- _Instruction_
Output all of the records exactly as written.

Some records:
——————

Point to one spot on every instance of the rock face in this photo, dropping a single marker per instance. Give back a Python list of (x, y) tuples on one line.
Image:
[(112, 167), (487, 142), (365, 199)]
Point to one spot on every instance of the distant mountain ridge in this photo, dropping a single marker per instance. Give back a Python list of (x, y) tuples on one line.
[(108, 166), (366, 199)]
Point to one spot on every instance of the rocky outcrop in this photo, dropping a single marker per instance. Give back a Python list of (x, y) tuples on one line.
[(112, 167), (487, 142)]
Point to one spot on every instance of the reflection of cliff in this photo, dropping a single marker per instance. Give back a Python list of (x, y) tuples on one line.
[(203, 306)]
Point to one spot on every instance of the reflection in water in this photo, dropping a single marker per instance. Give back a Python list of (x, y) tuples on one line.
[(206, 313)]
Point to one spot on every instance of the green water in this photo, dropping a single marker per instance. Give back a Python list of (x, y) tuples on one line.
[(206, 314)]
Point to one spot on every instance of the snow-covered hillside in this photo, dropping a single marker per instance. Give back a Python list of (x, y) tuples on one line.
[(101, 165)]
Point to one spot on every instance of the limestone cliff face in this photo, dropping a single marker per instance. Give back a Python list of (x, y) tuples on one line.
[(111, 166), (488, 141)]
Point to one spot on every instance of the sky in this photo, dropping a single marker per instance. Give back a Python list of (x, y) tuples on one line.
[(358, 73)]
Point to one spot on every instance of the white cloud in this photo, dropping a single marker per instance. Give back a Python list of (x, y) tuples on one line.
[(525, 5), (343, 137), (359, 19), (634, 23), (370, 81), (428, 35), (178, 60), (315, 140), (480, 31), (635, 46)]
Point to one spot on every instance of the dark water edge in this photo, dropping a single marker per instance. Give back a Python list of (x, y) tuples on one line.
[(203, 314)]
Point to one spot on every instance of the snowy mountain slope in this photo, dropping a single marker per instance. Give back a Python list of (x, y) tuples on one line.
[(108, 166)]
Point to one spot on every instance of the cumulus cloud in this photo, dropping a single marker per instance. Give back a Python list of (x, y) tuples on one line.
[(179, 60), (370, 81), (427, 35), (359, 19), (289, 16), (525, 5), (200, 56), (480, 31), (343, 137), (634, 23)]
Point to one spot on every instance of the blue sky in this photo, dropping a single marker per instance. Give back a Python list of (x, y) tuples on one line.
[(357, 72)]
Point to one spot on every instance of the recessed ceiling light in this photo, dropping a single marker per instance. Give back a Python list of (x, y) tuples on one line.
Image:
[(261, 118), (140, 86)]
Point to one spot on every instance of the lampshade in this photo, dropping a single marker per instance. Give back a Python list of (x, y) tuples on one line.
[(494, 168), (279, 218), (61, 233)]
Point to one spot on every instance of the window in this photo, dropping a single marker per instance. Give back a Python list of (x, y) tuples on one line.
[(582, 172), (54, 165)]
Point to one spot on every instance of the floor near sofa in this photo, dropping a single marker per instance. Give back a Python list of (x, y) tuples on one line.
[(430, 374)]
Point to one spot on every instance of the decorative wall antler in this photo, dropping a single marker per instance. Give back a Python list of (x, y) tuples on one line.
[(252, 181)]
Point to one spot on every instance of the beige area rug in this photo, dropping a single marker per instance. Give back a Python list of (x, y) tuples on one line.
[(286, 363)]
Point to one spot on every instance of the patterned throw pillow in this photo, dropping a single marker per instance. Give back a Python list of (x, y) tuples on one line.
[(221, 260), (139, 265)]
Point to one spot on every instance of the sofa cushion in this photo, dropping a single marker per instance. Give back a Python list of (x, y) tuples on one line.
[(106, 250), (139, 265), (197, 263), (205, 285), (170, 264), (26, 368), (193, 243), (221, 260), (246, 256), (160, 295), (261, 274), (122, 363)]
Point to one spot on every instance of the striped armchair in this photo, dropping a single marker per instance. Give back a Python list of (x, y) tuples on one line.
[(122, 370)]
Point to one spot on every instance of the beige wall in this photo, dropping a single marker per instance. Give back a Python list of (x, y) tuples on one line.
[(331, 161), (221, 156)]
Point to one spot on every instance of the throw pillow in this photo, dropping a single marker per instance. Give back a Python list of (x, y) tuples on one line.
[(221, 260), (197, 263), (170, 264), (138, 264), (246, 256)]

——————

- _Full solution_
Point to one spot on every instance of the rock face in this photo, dropping a single marker per instance. Give back a Python list of (x, y) tuples on one line.
Image:
[(112, 167), (487, 142), (365, 199)]
Point to one spot on every instance of the distant mountain ridge in this photo, dropping a single marker per instance. Give back a Python list of (x, y) tuples on one line.
[(108, 166), (366, 199)]
Point to one spot on every instance of the rocky outcrop in this photo, dropping a single marker per instance. Give back a Python list of (x, y) tuples on one line.
[(112, 167), (487, 142)]
Point to one spot on every instance of the reflection of cliff in this photo, dropping a single marker per instance. Give back a Python list of (x, y) tuples on one line.
[(203, 306)]
Point to one spot on every instance of the reflection in water in this photo, dropping a single marker per instance. Give back a Python list of (x, y) tuples on one line.
[(206, 313)]
Point to one spot on every instance of the green water in this photo, dropping a single marker per instance. Give back a Python list of (x, y) tuples on one line.
[(206, 314)]
Point to one spot on every instance of the snow-covered hillside in this photo, dropping a single marker per instance. Give back a Python list of (x, y) tuples on one line.
[(101, 165)]
Point to one spot on every instance of the limestone cliff face in this photo, dropping a single marker per instance. Give back a Python list of (x, y) tuples on one line.
[(111, 166), (488, 141)]
Point to one spot on every instance of the sky in this photo, dropping a single marker per instance. Give back a Python list of (x, y) tuples on one line.
[(358, 73)]
Point to one spot on every instance of the white cloud in this photo, dropping a single marker per instance. Give back a Python list of (x, y) tuples on one line.
[(525, 5), (343, 137), (359, 19), (634, 23), (370, 81), (428, 35), (178, 60), (315, 140), (480, 31), (635, 46)]
Point to one spot on every instance of the dark water edge in this photo, dropping a single marker per instance. Give back a Python list of (x, y) tuples on one line.
[(203, 314)]
Point to one spot on every instance of the snowy mountain slope in this photo, dropping a single marker per instance. Give back a Python list of (x, y) tuples on one line.
[(108, 166)]
Point to one spot on every instance of the cumulus cloud in this photo, dropping a single marker per instance. Give back a Python list of (x, y) tuples on one line.
[(179, 60), (370, 81), (427, 35), (359, 19), (289, 16), (525, 5), (200, 56), (480, 31), (343, 137), (634, 23)]
Point to one spot on every instance of the blue sky in this photo, dropping a single marker per instance. Give back a Python list of (x, y) tuples on one line.
[(357, 72)]
Point to one spot on every instance of the recessed ceiling light in this photo, dropping a single marker per instance. Give back a Python list of (x, y) tuples on one line.
Image:
[(261, 118), (140, 86)]
Point to one spot on every instance of the lampshade in this photo, dropping a single marker per instance. Give back a Python list of (x, y) tuples on one line.
[(494, 168), (279, 218), (61, 233)]
Point to one spot on every instance of the window in this photo, dropping a single marker per instance. Give back a Python list of (x, y) tuples on one line.
[(582, 172), (54, 165)]
Point to one spot on every instance of the floor near sofa in this photo, dropping a single marker per instance. Give back a Python list of (x, y) tuples on one line.
[(430, 374)]
Point to one spot on every instance of the decorative wall antler in this photo, dropping a single marker per instance. Give back a Python list of (x, y) tuples on one line.
[(252, 181)]
Point to one spot on every instance of the beige area rug in this photo, dropping a single marker per instance. Give back a Python list of (x, y) tuples on one line.
[(286, 363)]
Point to one spot on every instance of the patterned throw pillow in this photo, dropping a single marker per instance. Give back a Python list of (x, y) tuples on one line.
[(221, 260), (139, 265)]
Point to one spot on every instance of the sofa cushion in this photo, dropping a single marker per instance. Give back a Python list of (x, y) tuples on one line.
[(106, 250), (139, 265), (197, 263), (205, 285), (170, 264), (26, 368), (193, 243), (221, 260), (246, 256), (160, 295), (261, 274), (122, 363)]
Point to one spot on every instance of the striped armchair in this photo, dropping a single marker per instance. Give back a Python list of (x, y) tuples on one line.
[(122, 370)]
Point to one spot on every instance of the beige wall in this photo, dropping a single marker per instance. Give back a Python list of (x, y) tuples on one line.
[(331, 161), (221, 156)]
Point to one spot on every instance of the throw pillow in this photo, dropping a single marker per instance. Give back a Python list of (x, y) tuples on one line.
[(221, 260), (197, 263), (170, 264), (138, 264), (246, 256)]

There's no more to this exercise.